DOCUMENT EXCERPT:
'''

Member of National Assembly
- In office 2016–2021
- Constituency: Nana-Bakassa 2

Personal details
- Party: Kwa Na Kwa
- Occupation: Soldier Politician

Military service
- Rank: Corporal
- Allegiance: FACA (?–2013) Anti-balaka (2013–?) Front for the Defense of Public Liberties (2024–present) Military Coalition for the Salvation of the People and Recovery (CMSPR) (2024–present)
- Conflicts: Central African Republic Civil War

= Florent Kema =

Central African politician and warlord

Florent Daniel Kema is a Central African politician and warlord.

== Biography ==
Before the Central African Republic Civil War, Kema was a member of Presidential Guard with a rank of corporal. After the downfall of Bozizé government, he joined Anti-balaka and became its leader in Bowaye. As a member of the Anti-balaka group of Bowaye, he led the 2nd attack of Bossangoa on 5 December 2013 and ordered his militias to kill all Muslims. In 2015, he was reportedly served as Anti-balaka regional coordinator.

On the 2016 election, Kema was elected as a member of National Assembly for 2016-2021 period representing Nana-Bakassa 2. As an MP, he was one of the two deputies who opposed the bill establishing the Special Criminal Court, arguing that security had to be fully restored before prosecuting a person, and voted against the removal of Karim Meckassoua from the speaker position. On 29 October 2018, he was reportedly arrested alongside Thierry Vackat and Aristide Symphorien Nampessa when they left the parliament building after Yekatom showed his pistol and fired two shots. The security guards arrested them because they possessed weapons in their cars. However, he denied the arrest report and only heard the news after receiving calls from relatives and friends. Kema was reelected as an MP representing Nana-Bakassa on the 2020-2021 election from Kwa Na Kwa Party. However, the Constitutional Court nullified his victory since he was a former member of Anti-balaka.

'''

STORED DATA:
'''

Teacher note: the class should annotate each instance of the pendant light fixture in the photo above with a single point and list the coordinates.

'''

SET PROBLEM:
Write the next part of the Florent Kema article, starting after its final sentence.

EXERCISE OUTPUT:
Kema later formed Front for the Defense of Public Liberties (FDLP) in early 2024 and became its leader due to his frustration over the court annulment of his victory in the election. Under his leadership, FDLP joined CPC-Fundamental (CPC-F) coalition established by Ali Darassa. However, the group left CPC-F due to the lack of clarification of the coalition leadership. Afterward, FDLP joined the Military Coalition for the Salvation of the People and Recovery (CMSPR) under the command of Armel Sayo and Kema was appointed as its chief of staff on 30 October 2024. Within the CMSPR, he led the group's attack in Bodjomo on 3 February 2025 and Balaka on 25 February.

== Bibliography ==
- ICC (2024). "WITNESS STATEMENT WITNESS INFORMATION"
- UN Security Council (2025). "Letter dated 15 June 2025 from the Panel of Experts pursuant to Security Council resolution 2745 (2024) addressed to the President of the Security Council"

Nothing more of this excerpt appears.